TASK TO CARRY OUT:
Copy the items word for word, beginning with the first line of the items and stopping after the line that contains "Return every instance of the **white". Leave the pictures out of your copy.

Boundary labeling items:
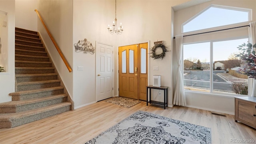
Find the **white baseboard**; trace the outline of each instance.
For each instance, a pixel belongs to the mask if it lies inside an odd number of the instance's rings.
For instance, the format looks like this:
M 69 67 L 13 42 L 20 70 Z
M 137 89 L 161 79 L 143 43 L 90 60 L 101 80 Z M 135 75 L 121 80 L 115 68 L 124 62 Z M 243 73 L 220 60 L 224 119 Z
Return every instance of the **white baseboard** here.
M 223 110 L 217 110 L 213 109 L 211 109 L 211 108 L 202 108 L 202 107 L 198 107 L 198 106 L 193 106 L 186 105 L 185 106 L 188 107 L 190 107 L 190 108 L 192 108 L 200 109 L 201 109 L 201 110 L 208 110 L 208 111 L 210 111 L 219 112 L 219 113 L 223 113 L 223 114 L 231 114 L 231 115 L 235 115 L 235 112 L 227 112 L 227 111 L 223 111 Z
M 83 105 L 81 105 L 81 106 L 76 106 L 76 107 L 75 107 L 75 108 L 74 108 L 74 109 L 75 110 L 75 109 L 78 109 L 78 108 L 81 108 L 83 107 L 84 107 L 84 106 L 87 106 L 89 105 L 90 105 L 90 104 L 94 104 L 94 103 L 96 103 L 96 102 L 96 102 L 96 101 L 94 101 L 94 102 L 92 102 L 88 103 L 88 104 L 83 104 Z

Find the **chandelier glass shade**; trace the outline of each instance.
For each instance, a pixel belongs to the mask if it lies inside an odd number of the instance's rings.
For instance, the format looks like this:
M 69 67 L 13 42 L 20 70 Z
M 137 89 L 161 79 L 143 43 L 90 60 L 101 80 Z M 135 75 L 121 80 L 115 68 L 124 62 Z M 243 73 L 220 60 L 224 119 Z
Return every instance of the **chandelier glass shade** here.
M 116 18 L 115 18 L 115 21 L 113 21 L 113 28 L 112 26 L 110 27 L 109 24 L 108 27 L 108 32 L 113 34 L 114 33 L 116 33 L 117 34 L 121 34 L 124 30 L 123 29 L 123 26 L 122 26 L 122 22 L 120 23 L 120 26 L 117 26 L 117 19 L 116 19 Z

SOLUTION TO THIS EXERCISE:
Find the **white baseboard**; trace the outline of each instance.
For each instance, a pixel belongs to the mask if it lies inside an odd number of the instance's rings.
For instance, the format looks like this:
M 69 67 L 13 42 L 20 70 Z
M 137 89 L 161 79 L 143 43 L 90 60 L 101 80 Z M 135 75 L 121 80 L 115 68 L 124 62 Z M 243 73 L 220 60 L 224 119 Z
Return every instance of the **white baseboard** here.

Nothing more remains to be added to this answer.